##### DATA PROVIDED
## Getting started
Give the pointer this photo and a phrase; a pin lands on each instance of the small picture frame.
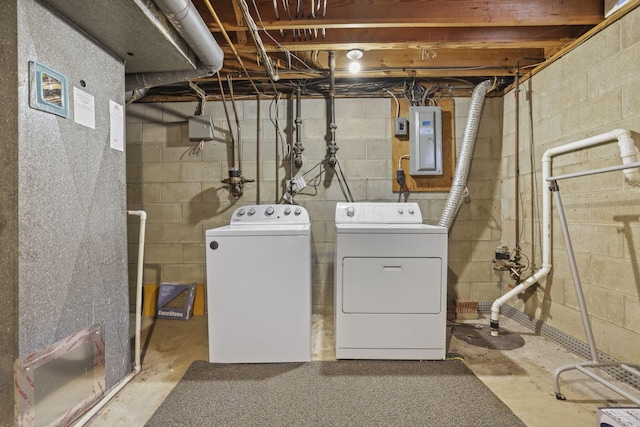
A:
(49, 90)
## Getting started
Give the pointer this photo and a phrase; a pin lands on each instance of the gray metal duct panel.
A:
(136, 31)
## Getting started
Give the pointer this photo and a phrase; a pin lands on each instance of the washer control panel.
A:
(273, 214)
(378, 213)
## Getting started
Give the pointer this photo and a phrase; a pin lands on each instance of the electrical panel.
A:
(200, 128)
(425, 140)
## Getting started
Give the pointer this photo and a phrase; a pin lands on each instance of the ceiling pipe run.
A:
(184, 16)
(628, 154)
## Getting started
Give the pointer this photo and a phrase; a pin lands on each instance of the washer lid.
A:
(378, 213)
(261, 230)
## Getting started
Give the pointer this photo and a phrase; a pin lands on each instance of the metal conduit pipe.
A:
(298, 148)
(628, 154)
(184, 16)
(466, 154)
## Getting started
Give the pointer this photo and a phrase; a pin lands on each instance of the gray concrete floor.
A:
(521, 378)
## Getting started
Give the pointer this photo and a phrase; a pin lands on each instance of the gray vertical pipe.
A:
(466, 154)
(332, 149)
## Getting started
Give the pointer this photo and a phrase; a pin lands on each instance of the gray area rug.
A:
(341, 393)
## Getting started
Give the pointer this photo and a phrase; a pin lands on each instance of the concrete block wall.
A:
(591, 90)
(184, 197)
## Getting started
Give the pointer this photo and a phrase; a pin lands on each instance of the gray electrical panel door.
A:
(425, 140)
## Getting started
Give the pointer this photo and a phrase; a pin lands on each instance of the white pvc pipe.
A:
(137, 364)
(628, 153)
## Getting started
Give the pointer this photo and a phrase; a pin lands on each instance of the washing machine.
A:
(390, 283)
(259, 286)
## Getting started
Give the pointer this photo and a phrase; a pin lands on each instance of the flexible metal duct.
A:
(466, 154)
(184, 16)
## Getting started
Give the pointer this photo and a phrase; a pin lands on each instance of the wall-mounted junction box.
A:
(200, 128)
(401, 126)
(425, 140)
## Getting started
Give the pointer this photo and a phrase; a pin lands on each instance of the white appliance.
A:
(390, 283)
(259, 286)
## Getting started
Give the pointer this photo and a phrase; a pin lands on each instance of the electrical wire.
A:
(255, 6)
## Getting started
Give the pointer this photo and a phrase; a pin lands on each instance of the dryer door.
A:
(391, 285)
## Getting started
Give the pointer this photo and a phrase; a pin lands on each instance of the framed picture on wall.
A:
(48, 90)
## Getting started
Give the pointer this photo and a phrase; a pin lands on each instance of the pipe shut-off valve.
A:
(236, 181)
(504, 260)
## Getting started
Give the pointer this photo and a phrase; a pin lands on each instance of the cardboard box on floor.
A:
(150, 299)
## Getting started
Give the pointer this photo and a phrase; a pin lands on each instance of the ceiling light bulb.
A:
(355, 54)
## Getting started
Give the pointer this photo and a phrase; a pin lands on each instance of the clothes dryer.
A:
(390, 283)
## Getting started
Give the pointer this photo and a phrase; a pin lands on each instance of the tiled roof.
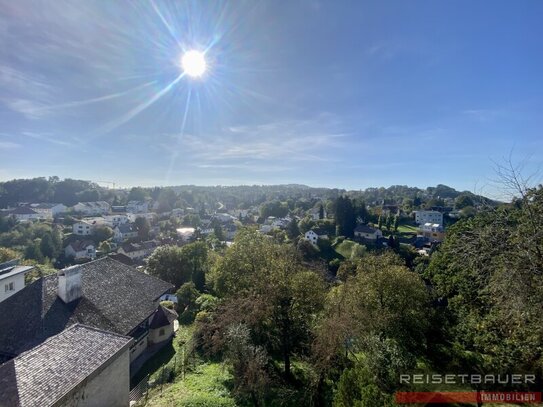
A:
(135, 247)
(163, 317)
(126, 228)
(23, 210)
(364, 229)
(115, 298)
(123, 258)
(80, 245)
(43, 375)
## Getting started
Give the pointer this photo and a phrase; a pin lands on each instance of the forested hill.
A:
(71, 191)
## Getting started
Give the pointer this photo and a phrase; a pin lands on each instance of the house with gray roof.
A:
(104, 294)
(82, 366)
(367, 233)
(124, 232)
(12, 278)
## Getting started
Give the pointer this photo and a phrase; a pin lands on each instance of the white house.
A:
(312, 237)
(24, 214)
(239, 213)
(92, 208)
(150, 216)
(315, 213)
(138, 251)
(137, 207)
(185, 233)
(82, 228)
(432, 231)
(81, 366)
(124, 232)
(265, 228)
(224, 217)
(367, 232)
(422, 217)
(81, 249)
(12, 278)
(49, 210)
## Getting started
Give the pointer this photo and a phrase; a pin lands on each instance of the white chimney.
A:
(69, 284)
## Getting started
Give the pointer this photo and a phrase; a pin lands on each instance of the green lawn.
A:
(345, 248)
(171, 354)
(206, 386)
(407, 229)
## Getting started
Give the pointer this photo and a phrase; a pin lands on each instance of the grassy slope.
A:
(207, 386)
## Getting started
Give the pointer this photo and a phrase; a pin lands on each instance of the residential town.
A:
(103, 281)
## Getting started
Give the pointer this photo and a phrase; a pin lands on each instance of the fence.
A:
(139, 390)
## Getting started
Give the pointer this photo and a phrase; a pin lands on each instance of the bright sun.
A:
(193, 63)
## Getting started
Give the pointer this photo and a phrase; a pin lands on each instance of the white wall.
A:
(109, 388)
(18, 284)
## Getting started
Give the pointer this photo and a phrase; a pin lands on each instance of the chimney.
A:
(69, 284)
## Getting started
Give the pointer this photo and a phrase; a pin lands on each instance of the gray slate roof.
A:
(364, 229)
(41, 376)
(116, 298)
(163, 317)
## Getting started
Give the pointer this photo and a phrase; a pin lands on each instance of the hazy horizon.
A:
(347, 95)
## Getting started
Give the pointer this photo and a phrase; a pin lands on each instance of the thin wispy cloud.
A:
(291, 140)
(49, 138)
(8, 145)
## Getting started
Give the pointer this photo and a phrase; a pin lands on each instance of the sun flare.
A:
(193, 63)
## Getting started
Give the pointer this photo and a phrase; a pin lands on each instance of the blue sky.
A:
(338, 94)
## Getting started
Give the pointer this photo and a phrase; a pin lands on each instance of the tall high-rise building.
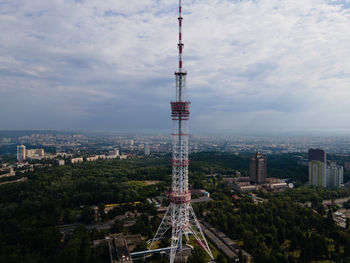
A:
(21, 153)
(258, 168)
(334, 177)
(317, 155)
(317, 173)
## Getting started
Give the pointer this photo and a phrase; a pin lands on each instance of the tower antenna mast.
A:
(180, 217)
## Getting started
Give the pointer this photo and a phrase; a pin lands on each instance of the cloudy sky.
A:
(253, 65)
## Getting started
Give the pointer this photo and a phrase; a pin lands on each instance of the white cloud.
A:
(265, 64)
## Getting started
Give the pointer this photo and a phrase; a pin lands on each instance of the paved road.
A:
(218, 243)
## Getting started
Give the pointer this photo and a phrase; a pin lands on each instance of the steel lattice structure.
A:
(180, 216)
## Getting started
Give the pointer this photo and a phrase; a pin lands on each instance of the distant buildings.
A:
(347, 166)
(35, 153)
(317, 173)
(147, 149)
(323, 174)
(258, 168)
(77, 160)
(60, 162)
(258, 178)
(317, 155)
(334, 178)
(21, 153)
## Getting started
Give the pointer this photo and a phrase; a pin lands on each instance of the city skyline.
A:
(255, 66)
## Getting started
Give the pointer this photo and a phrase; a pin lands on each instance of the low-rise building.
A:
(77, 160)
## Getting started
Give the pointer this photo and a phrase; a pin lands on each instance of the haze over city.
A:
(258, 66)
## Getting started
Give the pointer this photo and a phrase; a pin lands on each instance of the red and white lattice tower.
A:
(180, 216)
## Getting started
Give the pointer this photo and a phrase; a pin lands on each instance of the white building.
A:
(77, 160)
(318, 173)
(35, 153)
(334, 175)
(60, 162)
(21, 153)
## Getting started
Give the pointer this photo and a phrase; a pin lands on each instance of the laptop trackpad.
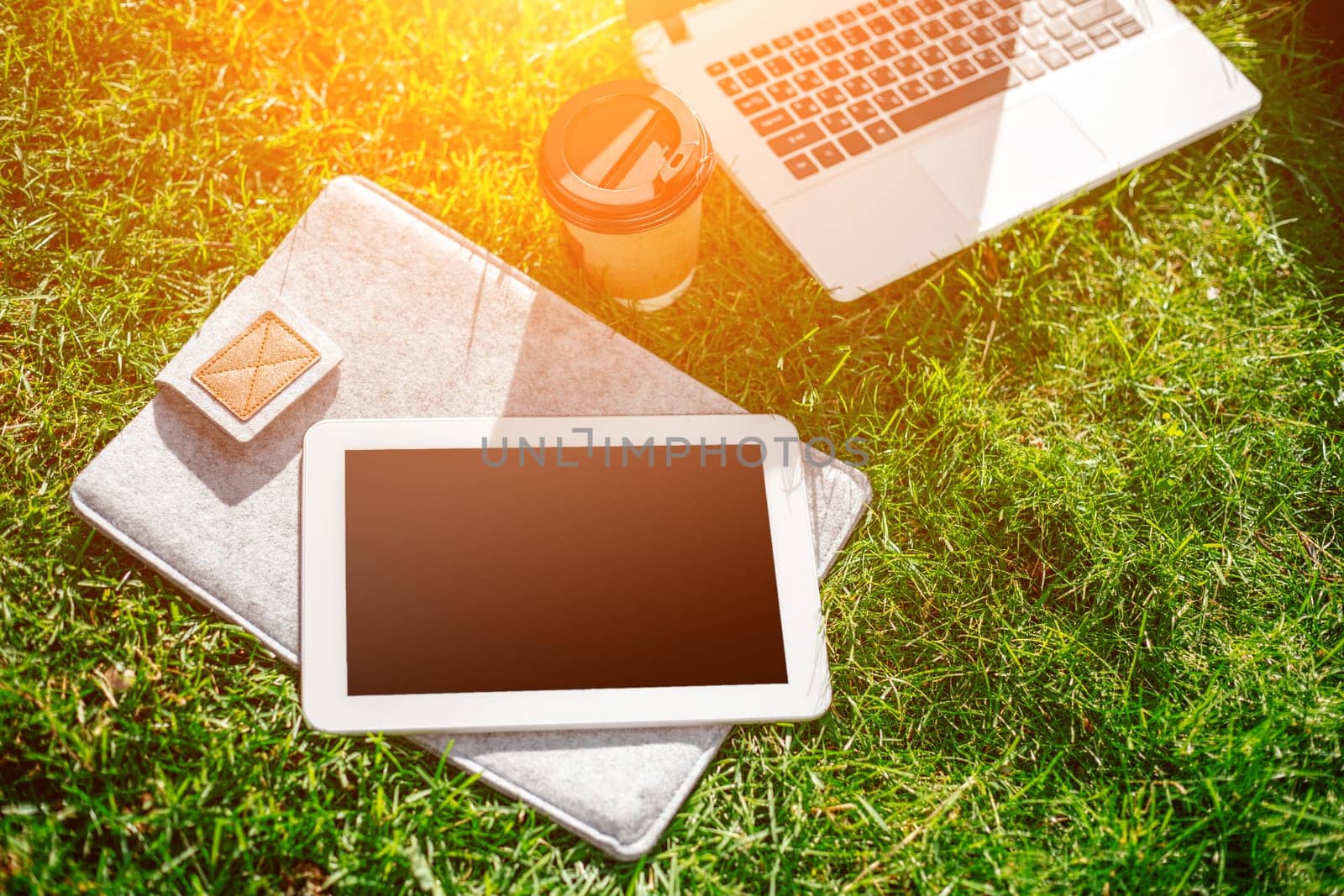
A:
(1011, 161)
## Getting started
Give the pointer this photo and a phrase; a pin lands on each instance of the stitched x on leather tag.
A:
(255, 365)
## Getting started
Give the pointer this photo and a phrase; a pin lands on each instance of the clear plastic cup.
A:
(625, 165)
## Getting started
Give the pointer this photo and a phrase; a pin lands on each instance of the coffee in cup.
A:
(625, 165)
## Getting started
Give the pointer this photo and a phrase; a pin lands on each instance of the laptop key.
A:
(804, 107)
(752, 103)
(833, 69)
(964, 69)
(801, 167)
(1088, 16)
(859, 60)
(828, 155)
(752, 76)
(981, 35)
(864, 110)
(987, 58)
(956, 45)
(772, 123)
(832, 97)
(1030, 67)
(790, 141)
(887, 100)
(944, 103)
(855, 35)
(1079, 47)
(1104, 36)
(1053, 58)
(804, 55)
(914, 90)
(855, 143)
(909, 66)
(1128, 27)
(837, 123)
(879, 132)
(858, 86)
(1059, 29)
(932, 56)
(885, 49)
(808, 81)
(882, 76)
(938, 80)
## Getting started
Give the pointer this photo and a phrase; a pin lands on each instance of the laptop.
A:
(879, 137)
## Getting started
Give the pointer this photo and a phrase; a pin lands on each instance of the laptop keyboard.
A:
(840, 86)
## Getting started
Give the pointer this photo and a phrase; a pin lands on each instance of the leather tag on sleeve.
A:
(255, 365)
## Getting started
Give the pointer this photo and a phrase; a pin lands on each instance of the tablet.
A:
(557, 573)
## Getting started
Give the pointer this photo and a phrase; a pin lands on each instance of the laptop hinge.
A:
(665, 13)
(675, 27)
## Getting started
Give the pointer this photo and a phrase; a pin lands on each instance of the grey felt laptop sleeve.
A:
(429, 325)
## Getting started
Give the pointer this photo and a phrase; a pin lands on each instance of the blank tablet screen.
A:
(464, 577)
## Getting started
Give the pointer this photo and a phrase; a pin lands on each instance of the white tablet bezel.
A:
(323, 681)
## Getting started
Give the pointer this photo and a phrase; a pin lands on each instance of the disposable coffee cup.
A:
(624, 165)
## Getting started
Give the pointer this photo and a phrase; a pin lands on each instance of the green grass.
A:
(1090, 638)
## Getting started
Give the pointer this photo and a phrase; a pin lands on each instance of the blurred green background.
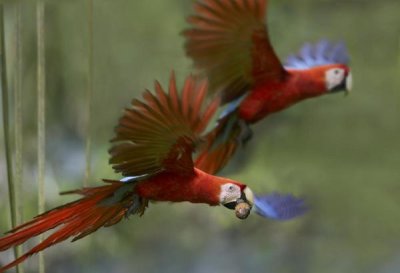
##########
* TO DO: Scan the data above for the string "duct" and copy each line where it appears.

* RESULT OF THIS TASK:
Give the pointer this photo and a phrase; a pin lands on each instance of the gray metal duct panel.
Give the pointer this photo and a phrase; a pin lands on each instance of the flexible metal duct.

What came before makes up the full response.